■ **Data shown**
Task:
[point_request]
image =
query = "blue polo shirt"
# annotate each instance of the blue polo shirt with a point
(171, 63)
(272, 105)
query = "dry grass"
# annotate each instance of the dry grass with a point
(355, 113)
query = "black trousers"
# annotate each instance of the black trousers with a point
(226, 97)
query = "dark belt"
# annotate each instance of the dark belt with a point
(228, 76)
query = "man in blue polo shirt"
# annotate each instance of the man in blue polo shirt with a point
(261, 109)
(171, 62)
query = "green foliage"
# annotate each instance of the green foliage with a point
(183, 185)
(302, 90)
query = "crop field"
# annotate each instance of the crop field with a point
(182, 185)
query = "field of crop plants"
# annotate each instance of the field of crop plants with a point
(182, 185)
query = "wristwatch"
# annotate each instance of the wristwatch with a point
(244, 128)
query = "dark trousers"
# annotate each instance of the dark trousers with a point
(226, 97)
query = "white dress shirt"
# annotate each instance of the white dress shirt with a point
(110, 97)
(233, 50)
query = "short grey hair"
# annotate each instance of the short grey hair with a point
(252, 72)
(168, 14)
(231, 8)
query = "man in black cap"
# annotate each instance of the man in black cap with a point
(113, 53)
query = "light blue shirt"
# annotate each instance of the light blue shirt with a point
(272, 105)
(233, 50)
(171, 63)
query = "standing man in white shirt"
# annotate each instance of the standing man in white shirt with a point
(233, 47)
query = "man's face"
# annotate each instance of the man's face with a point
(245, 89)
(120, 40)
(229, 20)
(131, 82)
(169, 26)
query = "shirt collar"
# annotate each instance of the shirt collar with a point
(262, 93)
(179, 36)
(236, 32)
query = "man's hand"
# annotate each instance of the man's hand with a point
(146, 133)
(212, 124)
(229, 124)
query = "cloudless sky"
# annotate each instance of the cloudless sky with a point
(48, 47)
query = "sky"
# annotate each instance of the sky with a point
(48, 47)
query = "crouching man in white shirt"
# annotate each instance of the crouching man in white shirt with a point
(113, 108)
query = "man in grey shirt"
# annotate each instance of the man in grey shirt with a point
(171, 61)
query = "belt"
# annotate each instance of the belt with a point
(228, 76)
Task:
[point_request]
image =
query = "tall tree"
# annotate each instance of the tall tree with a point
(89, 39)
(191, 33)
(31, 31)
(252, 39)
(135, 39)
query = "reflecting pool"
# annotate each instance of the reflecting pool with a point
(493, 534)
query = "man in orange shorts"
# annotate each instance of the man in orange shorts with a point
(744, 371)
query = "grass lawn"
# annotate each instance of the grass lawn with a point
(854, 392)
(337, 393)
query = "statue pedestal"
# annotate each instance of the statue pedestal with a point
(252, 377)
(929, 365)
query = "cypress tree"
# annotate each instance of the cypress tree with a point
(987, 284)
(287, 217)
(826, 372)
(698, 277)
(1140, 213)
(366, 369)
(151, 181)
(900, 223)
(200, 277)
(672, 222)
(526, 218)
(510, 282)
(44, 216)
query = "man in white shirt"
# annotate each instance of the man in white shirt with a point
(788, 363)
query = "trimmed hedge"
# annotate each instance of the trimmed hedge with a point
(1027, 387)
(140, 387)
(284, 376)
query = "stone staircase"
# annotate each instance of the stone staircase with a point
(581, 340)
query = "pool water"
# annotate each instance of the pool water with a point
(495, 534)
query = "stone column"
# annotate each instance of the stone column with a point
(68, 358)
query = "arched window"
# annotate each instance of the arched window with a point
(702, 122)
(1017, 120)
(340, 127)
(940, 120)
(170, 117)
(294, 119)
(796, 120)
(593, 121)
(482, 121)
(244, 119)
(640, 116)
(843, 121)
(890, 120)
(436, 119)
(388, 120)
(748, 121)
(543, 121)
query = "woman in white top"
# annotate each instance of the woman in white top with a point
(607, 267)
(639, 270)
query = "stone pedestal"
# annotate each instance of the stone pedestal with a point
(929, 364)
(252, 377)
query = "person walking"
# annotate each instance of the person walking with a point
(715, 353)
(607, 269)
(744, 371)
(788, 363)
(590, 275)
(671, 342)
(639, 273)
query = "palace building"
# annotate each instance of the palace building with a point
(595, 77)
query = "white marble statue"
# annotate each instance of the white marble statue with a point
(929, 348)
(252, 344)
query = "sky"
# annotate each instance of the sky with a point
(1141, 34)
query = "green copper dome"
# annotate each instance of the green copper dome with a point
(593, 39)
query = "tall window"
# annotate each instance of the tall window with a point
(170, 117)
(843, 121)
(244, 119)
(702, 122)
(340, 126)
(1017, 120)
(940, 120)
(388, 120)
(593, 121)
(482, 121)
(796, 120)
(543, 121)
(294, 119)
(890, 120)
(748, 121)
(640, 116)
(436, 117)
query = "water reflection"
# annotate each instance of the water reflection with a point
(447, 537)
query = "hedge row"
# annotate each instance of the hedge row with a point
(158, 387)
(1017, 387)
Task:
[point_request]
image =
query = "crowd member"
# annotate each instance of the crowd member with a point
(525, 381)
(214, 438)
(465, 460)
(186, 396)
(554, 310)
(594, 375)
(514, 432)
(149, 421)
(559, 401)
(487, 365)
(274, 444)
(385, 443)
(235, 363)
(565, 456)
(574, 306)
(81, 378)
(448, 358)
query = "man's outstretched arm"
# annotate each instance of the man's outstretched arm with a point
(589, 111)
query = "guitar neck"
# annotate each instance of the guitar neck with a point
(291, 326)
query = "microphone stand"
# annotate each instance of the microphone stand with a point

■ **Written problem**
Write out every entry word for word.

■ **Task result**
Task:
[point_request]
image =
query = "blue polo shirt"
# annotate each instance of the blue polo shirt with a point
(171, 63)
(272, 105)
query = "dry grass"
# annotate each instance of the dry grass with a point
(355, 113)
query = "black trousers"
# annotate each instance of the black trousers with a point
(226, 97)
query = "dark belt"
# annotate each instance of the dark belt with a point
(228, 76)
query = "man in blue polo shirt"
# annotate each instance of the man in blue polo shirt with a point
(261, 109)
(171, 62)
query = "green foliage"
# annotate each instance of the green foliage with a point
(183, 185)
(302, 90)
query = "crop field"
# annotate each instance of the crop field with a point
(182, 185)
query = "field of crop plants"
# annotate each instance of the field of crop plants with a point
(182, 185)
query = "wristwatch"
# annotate each instance of the wristwatch with a point
(244, 128)
query = "dark trousers"
# annotate each instance of the dark trousers with a point
(226, 97)
query = "white dress shirt"
# annotate each instance of the white dress shirt with a point
(110, 97)
(233, 50)
query = "short grey hair"
# annotate each instance of the short grey hair with a point
(252, 72)
(168, 14)
(231, 8)
query = "man in black cap"
# annotate each instance of the man in black cap with a point
(113, 53)
query = "light blue shirt"
# annotate each instance of the light blue shirt with a point
(272, 105)
(233, 50)
(171, 63)
query = "standing man in white shirt"
# annotate each instance of the standing man in white shirt with a point
(233, 47)
query = "man's face"
# annotate each instance of the man's face with a point
(245, 89)
(120, 40)
(229, 20)
(131, 82)
(169, 26)
query = "shirt collar"
# annotate each instance of the shirt collar with a point
(262, 93)
(179, 36)
(236, 32)
query = "man's hand"
# annotate each instance of the man's hand with a point
(146, 133)
(212, 124)
(229, 124)
query = "cloudless sky"
# annotate each instance of the cloudless sky with a point
(48, 47)
query = "sky"
# annotate each instance of the sky with a point
(48, 47)
query = "crouching man in white shirt"
# annotate each instance of the crouching man in white shirt with a point
(113, 108)
query = "man in grey shirt"
# annotate each instance of the man in grey shirt with a point
(171, 61)
query = "belt"
# annotate each instance of the belt with a point
(228, 76)
Task:
[point_request]
image =
query = "tall tree"
# annotate each instance of the tall tree with a point
(89, 39)
(191, 33)
(31, 31)
(252, 39)
(135, 39)
query = "reflecting pool"
# annotate each instance of the reflecting pool with a point
(493, 534)
query = "man in orange shorts"
# annotate each instance of the man in orange shorts with a point
(744, 371)
query = "grass lawn"
# annotate each instance of the grass lawn with a point
(854, 392)
(337, 393)
query = "statue pedestal"
# annotate each instance of the statue pedestal with a point
(252, 377)
(929, 365)
query = "cypress tree"
# annotate each instance of the cypress tree with a point
(987, 284)
(287, 217)
(826, 372)
(698, 277)
(1140, 213)
(366, 369)
(151, 181)
(900, 223)
(200, 277)
(672, 222)
(526, 218)
(510, 282)
(44, 216)
query = "man in white shirt"
# annotate each instance of the man in white shirt with a point
(788, 363)
query = "trimmed hedge"
# annotate each instance of the trimmed hedge with a point
(1027, 387)
(140, 387)
(284, 376)
query = "stone staircase"
# annotate each instance of the stone staircase with a point
(581, 340)
query = "pool water"
# annotate each instance of the pool water with a point
(495, 534)
query = "stone column"
# annotate each instance of the stone column with a point
(68, 358)
query = "arched window"
# annotate each instance of the arched window with a point
(702, 122)
(1017, 120)
(340, 127)
(940, 120)
(170, 117)
(294, 119)
(796, 120)
(593, 121)
(482, 121)
(244, 119)
(640, 116)
(843, 121)
(890, 120)
(436, 119)
(388, 120)
(748, 121)
(543, 121)
query = "woman in white top"
# annotate each instance of the woman in white top with a point
(607, 267)
(639, 270)
query = "stone pedestal"
# annotate each instance of the stone pedestal with a point
(929, 364)
(252, 377)
query = "person walking"
# annotate each instance of the person walking with a point
(715, 353)
(607, 269)
(744, 371)
(788, 363)
(590, 275)
(671, 342)
(639, 273)
query = "palace building"
# annotate each instance of the palace building with a point
(595, 77)
query = "white marble statue"
# annotate each instance of the white marble statue with a point
(929, 348)
(252, 344)
query = "sky"
# annotate each instance of the sky with a point
(1141, 34)
query = "green copper dome"
# annotate each instance of the green copper dome with a point
(593, 39)
query = "tall window"
# annotate each instance of the tall window with a point
(170, 117)
(843, 121)
(244, 119)
(702, 122)
(340, 126)
(1017, 120)
(940, 120)
(388, 120)
(593, 121)
(482, 121)
(796, 120)
(543, 121)
(294, 119)
(890, 120)
(748, 121)
(640, 116)
(436, 117)
query = "water reflection"
# annotate each instance of the water reflection with a point
(447, 537)
query = "hedge row"
# annotate each instance of the hedge row with a point
(158, 387)
(1017, 387)
Task:
[point_request]
image =
query = "crowd member"
# annotate each instance of the crowd member with a point
(525, 381)
(214, 438)
(465, 460)
(186, 396)
(554, 310)
(594, 375)
(514, 432)
(149, 421)
(559, 401)
(487, 365)
(274, 444)
(385, 443)
(235, 363)
(565, 456)
(574, 306)
(81, 378)
(448, 358)
query = "man's outstretched arm"
# annotate each instance of the man's outstretched arm with a point
(589, 111)
query = "guitar neck"
# annotate each instance of the guitar neck with a point
(291, 326)
query = "microphone stand"
# annotate each instance of the microphone stand with a point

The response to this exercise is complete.